### Records for this task
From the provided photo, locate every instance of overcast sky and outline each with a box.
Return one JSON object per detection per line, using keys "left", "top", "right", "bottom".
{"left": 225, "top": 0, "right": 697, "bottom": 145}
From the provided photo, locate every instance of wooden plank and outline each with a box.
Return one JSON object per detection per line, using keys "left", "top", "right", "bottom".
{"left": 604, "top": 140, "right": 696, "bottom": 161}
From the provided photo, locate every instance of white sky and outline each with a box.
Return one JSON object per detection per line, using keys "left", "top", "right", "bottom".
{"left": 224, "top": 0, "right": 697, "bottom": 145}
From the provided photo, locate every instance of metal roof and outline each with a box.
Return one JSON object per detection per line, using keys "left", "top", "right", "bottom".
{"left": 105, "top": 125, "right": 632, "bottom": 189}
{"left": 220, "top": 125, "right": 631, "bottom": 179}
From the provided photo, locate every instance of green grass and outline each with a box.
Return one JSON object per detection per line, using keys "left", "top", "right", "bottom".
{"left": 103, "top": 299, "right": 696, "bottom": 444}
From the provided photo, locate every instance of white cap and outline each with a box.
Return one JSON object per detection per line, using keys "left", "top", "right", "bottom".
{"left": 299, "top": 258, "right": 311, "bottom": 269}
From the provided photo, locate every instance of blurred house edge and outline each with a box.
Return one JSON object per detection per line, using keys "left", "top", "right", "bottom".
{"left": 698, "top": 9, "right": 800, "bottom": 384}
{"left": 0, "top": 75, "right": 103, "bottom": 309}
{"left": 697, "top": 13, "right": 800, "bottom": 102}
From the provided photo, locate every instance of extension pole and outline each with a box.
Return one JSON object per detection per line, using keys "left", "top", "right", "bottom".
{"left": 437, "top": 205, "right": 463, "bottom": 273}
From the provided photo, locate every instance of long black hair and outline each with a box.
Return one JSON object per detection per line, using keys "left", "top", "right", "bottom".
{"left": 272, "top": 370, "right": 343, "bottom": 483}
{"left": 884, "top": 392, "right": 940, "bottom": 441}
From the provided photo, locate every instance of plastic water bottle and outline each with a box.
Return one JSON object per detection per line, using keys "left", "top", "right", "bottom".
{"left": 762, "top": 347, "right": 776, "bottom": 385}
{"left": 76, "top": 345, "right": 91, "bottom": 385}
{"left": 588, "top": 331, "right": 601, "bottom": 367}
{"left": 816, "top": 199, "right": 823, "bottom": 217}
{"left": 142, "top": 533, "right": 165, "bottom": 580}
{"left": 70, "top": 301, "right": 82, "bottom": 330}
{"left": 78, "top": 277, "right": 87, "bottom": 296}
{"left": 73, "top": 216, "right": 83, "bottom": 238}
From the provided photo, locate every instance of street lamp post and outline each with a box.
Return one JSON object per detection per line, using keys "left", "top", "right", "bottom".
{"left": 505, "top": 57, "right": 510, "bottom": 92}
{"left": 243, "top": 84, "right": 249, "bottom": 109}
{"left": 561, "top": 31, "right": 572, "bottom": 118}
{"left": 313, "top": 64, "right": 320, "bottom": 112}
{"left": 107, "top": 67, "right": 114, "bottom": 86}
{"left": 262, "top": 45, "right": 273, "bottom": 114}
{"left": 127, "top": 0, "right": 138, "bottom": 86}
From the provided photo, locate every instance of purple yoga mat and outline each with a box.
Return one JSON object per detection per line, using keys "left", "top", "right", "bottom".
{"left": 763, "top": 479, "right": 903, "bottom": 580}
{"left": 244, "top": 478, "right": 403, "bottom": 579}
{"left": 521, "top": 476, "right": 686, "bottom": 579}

### About this task
Each line in the data that holds the string "white" must be returned.

### Task output
From the provided photo, locate every instance of white sky and outline each with a box.
From the provided photo, locate every instance of white cap and outline each with a box.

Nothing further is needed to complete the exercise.